• **Given information**
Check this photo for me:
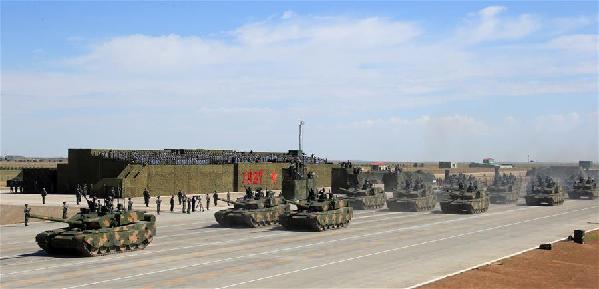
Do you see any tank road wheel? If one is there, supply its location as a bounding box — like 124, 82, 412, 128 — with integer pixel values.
98, 246, 110, 255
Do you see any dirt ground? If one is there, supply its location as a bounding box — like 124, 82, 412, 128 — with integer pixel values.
420, 231, 599, 289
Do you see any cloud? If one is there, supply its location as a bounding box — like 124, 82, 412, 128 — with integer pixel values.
548, 34, 599, 53
458, 6, 540, 43
2, 6, 597, 160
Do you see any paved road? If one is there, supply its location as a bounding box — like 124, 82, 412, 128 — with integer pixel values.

• **Directions for this task**
Render every line of the items above as a numbered list, skipping any blank lines and leaving out the pictures.

• **The completed task**
1. Check this photo for me:
2. Do you see any tank road wheel? If one is there, supply its location as a bounding box — like 124, 82, 412, 128 — with integer pixel values.
3. 98, 246, 110, 255
4. Do you see any dirt ground? If one is there, supply its location as a bounding box — like 124, 82, 412, 128 — with integer pixel values.
5. 420, 231, 599, 289
6. Do you see any cloud? If one is there, supply its location as a bounding box — like 124, 82, 412, 128 — with integer pixel values.
7. 548, 34, 599, 53
8. 458, 6, 540, 43
9. 2, 6, 597, 160
10. Do you see any paved road? If one is there, supply its location as a bounding box — like 124, 82, 412, 128 — with integer pixel values.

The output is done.